> **JOB ITEM**: Rewrite the rows from the first one through the line containing "box: [308, 216, 328, 223]", swapping "loose" for "approximate" and keeping everything else the same. Leave out the pictures.

□ □ □

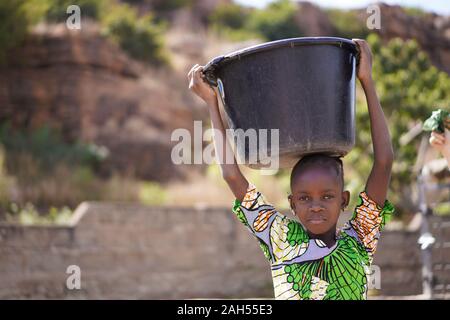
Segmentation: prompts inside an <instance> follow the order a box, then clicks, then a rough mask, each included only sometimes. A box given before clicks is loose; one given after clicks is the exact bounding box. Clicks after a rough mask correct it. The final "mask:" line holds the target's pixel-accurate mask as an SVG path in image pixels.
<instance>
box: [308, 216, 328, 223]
mask: <svg viewBox="0 0 450 320" xmlns="http://www.w3.org/2000/svg"><path fill="white" fill-rule="evenodd" d="M325 221H327V219H325V218H324V217H320V216H318V217H311V218H309V219H308V222H309V223H311V224H321V223H324V222H325Z"/></svg>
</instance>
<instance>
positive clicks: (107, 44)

□ □ □

> **TASK ANSWER**:
Segmentation: prompts inside an <instance> follow the order a box, then clicks, then a rough mask, each included only sometimes. A box given before clicks is approximate; one given after clicks is the exact bounding box. Clicks after a rough mask correct it. The final "mask:" line holds the target's pixel-accurate mask as an SVG path in image pixels.
<instance>
box: [308, 216, 328, 223]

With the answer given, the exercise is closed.